**Enunciado da tarefa 1**.
Reúna, por favor, todas as linhas dos registros abaixo em que aparece a palavra "white", copiando-as sem alterações.
---------- Trecho selecionado ----------
Escrever o roteiro de um longa-metragem é como começar uma viagem de carro: você tem um ponto de partida e uma ideia do destino, mas o trajeto está cheio de descobertas, curvas inesperadas e paradas que você nem esperava, mas que te transformam tanto quanto a chegada. No caso de Me Leva, essa jornada começou com uma inquietação muito pessoal: a ausência de histórias leves, românticas e representativas dentro do cinema nacional, especialmente aquelas que colocam em pauta corpos diversos, afetos queer e juventudes periféricas no centro da narrativa.

A ideia surgiu da vontade de criar uma história que fosse próxima da minha vivência, mas que também conversasse com um público amplo. Eu queria falar sobre primeiros amores, expectativas, frustrações, amizade e amor próprio, tudo isso com um olhar afetuoso e cotidiano. Queria ver personagens que raramente estão nas telas, como uma jovem gorda, lésbica, apaixonada e atrapalhada, vivendo um amor intenso, mesmo que confuso, como acontece com todo mundo.


Descobrindo caminhos, referências e inspirações

No início do processo, entre julho e agosto de 2024, mergulhei em uma pesquisa ampla que envolveu referências cinematográficas, literárias e visuais. Um dos textos que mais me impactou foi o artigo “Representatividade LGBTQIA+ no Cinema Brasileiro Contemporâneo” (Silva, 2020), que aponta como a maior parte das produções com personagens LGBTQIA+ ainda se concentra em narrativas trágicas, voltadas ao sofrimento, rejeição ou exclusão social. Isso reforçou minha vontade de propor uma dramédia afetiva, que partisse da leveza e da descoberta, sem ignorar as contradições da vida.

Também busquei filmes e séries como Tudo que Você Podia Ser (2022), Hoje Eu Quero Voltar Sozinho (2014) e a série Feel Good (Netflix), que me ajudaram a pensar em como representar afetos queer sem cair em estereótipos ou didatismos. O tom que eu buscava estava ali: histórias que acolhem a dúvida, o improviso, a hesitação e a beleza das pequenas coisas. Um cinema mais íntimo, mais respirado, como defendem autores como David Bordwell (2008), quando fala sobre “narrativas de tempo morto”, ou seja, aquelas que valorizam o cotidiano como motor da história.
---------- Registros extraídos ----------
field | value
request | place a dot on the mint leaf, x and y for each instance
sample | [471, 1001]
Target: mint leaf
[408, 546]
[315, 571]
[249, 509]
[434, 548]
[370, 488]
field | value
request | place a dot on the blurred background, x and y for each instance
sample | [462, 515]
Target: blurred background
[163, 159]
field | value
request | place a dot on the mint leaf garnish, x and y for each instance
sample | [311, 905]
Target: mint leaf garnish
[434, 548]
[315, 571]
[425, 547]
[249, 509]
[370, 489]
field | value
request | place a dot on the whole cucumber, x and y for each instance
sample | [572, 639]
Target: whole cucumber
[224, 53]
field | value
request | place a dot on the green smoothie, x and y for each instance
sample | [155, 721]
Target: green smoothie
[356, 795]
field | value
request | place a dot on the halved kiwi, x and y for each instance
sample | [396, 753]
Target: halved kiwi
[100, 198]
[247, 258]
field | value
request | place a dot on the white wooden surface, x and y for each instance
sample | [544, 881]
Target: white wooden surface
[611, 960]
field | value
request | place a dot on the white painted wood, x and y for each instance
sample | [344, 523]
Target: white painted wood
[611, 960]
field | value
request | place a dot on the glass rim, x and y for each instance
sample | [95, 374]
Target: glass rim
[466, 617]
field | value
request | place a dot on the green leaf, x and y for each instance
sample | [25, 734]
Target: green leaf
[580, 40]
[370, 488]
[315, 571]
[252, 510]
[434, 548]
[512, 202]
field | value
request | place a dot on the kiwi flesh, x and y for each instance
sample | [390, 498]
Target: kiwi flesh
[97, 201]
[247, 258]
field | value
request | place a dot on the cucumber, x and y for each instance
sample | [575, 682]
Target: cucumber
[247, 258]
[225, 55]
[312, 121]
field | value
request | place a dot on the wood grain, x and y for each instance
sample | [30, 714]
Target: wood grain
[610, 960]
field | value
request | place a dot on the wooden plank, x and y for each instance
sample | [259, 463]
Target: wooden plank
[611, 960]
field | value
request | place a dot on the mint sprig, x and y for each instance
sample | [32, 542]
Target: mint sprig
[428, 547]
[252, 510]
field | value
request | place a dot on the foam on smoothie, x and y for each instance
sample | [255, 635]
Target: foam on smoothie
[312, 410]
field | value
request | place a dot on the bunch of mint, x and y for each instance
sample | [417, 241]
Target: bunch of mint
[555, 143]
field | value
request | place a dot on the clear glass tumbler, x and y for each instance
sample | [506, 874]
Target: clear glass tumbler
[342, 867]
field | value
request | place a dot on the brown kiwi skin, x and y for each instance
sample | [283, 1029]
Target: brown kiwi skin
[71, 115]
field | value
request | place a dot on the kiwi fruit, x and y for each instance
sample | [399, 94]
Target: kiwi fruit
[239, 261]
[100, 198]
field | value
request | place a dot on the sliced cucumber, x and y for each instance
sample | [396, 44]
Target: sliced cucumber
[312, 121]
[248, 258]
----------
**Enunciado da tarefa 2**.
Liste os filmes e as séries que o trecho sobre o roteiro de Me Leva cita como referências.

**Resposta final 1**.
request | place a dot on the white wooden surface, x and y for each instance
Target: white wooden surface
request | place a dot on the white painted wood, x and y for each instance
Target: white painted wood

**Resposta final 2**.
- Tudo que Você Podia Ser (2022)
- Hoje Eu Quero Voltar Sozinho (2014)
- Feel Good (Netflix)